Items from a dataset
--- Start ---

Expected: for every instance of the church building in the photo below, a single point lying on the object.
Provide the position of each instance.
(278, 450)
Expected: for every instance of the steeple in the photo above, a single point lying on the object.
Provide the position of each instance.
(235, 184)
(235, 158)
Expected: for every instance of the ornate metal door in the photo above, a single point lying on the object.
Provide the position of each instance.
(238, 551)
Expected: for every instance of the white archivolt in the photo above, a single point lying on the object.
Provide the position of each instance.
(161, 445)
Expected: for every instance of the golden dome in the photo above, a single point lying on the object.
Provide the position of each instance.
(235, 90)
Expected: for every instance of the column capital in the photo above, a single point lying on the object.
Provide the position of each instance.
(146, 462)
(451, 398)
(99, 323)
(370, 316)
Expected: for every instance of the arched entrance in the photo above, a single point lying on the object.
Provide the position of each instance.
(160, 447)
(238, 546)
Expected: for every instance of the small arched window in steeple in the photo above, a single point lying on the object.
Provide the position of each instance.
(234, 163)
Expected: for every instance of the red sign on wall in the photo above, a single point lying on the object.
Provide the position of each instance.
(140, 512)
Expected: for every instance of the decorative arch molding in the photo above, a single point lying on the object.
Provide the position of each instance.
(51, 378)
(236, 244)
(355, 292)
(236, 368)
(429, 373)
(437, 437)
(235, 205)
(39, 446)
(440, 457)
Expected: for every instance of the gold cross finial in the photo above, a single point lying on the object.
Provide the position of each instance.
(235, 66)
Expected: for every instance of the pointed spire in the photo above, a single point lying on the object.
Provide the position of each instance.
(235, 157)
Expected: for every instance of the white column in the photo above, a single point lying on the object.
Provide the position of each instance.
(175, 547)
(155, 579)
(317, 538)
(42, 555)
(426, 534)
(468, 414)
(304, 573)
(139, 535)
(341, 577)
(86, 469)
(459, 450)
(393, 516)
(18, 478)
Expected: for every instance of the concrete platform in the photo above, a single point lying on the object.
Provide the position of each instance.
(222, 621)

--- End ---

▶ _Task directions_
Copy out, word for word, every line from the one holding "Expected: for every instance of the white column" through the last line of the entries, inclusive.

▶ _The response_
Expected: for every instance of the white column in the photo above, a single point lying on the object.
Provide the position of each instance.
(175, 547)
(155, 579)
(317, 538)
(42, 555)
(426, 534)
(468, 414)
(304, 573)
(139, 535)
(341, 577)
(86, 469)
(459, 450)
(393, 516)
(18, 478)
Expected: for every instance of the concrete platform in the photo above, a single point lying on the object.
Provide the position of each instance.
(222, 621)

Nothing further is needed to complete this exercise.